** Your objective **
Number every line of the material below, one item per line, and skip any blank lines.

** Data extract **

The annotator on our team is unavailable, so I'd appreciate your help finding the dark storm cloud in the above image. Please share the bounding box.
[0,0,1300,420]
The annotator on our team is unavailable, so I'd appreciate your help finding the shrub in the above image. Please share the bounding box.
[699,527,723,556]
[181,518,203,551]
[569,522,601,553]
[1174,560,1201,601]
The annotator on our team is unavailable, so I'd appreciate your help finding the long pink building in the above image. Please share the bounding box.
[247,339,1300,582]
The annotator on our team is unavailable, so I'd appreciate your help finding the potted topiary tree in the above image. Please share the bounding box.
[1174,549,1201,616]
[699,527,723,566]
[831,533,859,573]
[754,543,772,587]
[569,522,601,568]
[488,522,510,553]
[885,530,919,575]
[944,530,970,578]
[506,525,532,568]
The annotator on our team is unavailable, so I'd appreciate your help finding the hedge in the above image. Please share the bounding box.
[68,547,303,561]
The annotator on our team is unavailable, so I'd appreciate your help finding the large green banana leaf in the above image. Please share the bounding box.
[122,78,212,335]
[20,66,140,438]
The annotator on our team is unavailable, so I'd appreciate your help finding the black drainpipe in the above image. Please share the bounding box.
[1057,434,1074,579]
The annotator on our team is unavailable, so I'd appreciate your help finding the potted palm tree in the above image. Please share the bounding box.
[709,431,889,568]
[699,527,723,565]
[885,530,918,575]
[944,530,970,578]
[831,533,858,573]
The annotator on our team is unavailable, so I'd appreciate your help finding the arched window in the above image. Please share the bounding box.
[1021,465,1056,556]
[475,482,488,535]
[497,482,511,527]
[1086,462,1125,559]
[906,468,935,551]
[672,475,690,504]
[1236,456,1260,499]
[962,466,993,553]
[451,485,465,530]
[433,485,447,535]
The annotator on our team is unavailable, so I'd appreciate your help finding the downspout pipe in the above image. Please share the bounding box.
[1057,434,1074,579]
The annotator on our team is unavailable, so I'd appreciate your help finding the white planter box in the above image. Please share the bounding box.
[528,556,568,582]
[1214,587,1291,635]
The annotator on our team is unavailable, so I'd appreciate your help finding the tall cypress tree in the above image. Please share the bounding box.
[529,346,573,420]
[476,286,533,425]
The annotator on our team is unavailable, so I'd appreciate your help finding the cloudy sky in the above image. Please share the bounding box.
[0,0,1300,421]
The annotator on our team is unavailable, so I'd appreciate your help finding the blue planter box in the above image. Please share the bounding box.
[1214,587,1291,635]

** Finished exercise **
1. The annotator on our team is unavailable, so I'd appreciate your help finding the dark storm cloud in the above image. Please share the bounding box.
2. [0,0,1300,420]
3. The annotator on our team is unavailable, so I'd appreciate your help finding the shrub in the above image. Please share the bounding box.
4. [699,527,723,556]
5. [181,518,203,551]
6. [569,522,601,553]
7. [1174,560,1201,601]
8. The annotator on our team is unavailable, so I'd appreciate your help finding the long pink building in the above image. Please share the bounding box.
9. [247,339,1300,582]
10. The annotator on our team is unavailable, so I'd appreciate your help finding the potted topiary tree in the above image. Please share the bounding box.
11. [1174,549,1201,616]
12. [699,527,723,566]
13. [831,533,859,573]
14. [754,543,772,587]
15. [569,522,601,568]
16. [488,522,510,553]
17. [885,530,919,575]
18. [944,530,970,578]
19. [506,525,532,568]
20. The annotator on our team is unavailable, so I'd appreciate your help finding the hedge in the above image. Please share the bounding box.
21. [68,547,303,561]
22. The annotator on our team is unavailable, so I'd appreciate your help finding the large green banana leaf in the above image. Please share the bounding box.
23. [122,78,212,335]
24. [20,66,140,438]
25. The annotator on our team is unavailable, so I'd appreciate your help finding the black drainpipe in the above image. Please share the bounding box.
26. [1057,434,1074,579]
27. The annotator on our team is unavailable, so I'd appreciate your help finding the potted palm tree in the above image. Please share the bounding box.
28. [709,431,889,568]
29. [699,527,723,565]
30. [885,530,918,575]
31. [944,530,970,578]
32. [831,533,858,573]
33. The annotator on our team is unavailable, so I'd appreciate your help finding the arched window in the above image. Please share the bounding box.
34. [1021,465,1056,556]
35. [475,482,488,535]
36. [497,482,511,527]
37. [1086,462,1125,559]
38. [906,468,935,551]
39. [672,475,690,504]
40. [1236,456,1260,499]
41. [962,466,993,553]
42. [451,485,465,530]
43. [433,485,447,535]
44. The annotator on our team is unavailable, so I'd appreciate your help finding the downspout pipe in the above image. Please share the bounding box.
45. [1057,434,1074,579]
46. The annotator on our team is unavailable, so I'd appreciate your help finding the white planter box in the above image. Please share the bounding box.
47. [528,556,568,582]
48. [1214,587,1291,635]
49. The annotator on our team is unavailable, so I'd appreciate your help finding the tall cypress tree in the above image. Please share the bounding box.
50. [529,346,573,420]
51. [476,286,533,425]
52. The annotator on our team is unavailable, so I'd appreciate your help finding the cloudy sky in the above image. Please share the bounding box.
53. [0,0,1300,421]
54. The annotator on our team is unavailable, so I'd appreciate your help finding the blue planter box in the above image. Please share the bounding box.
55. [1214,587,1291,635]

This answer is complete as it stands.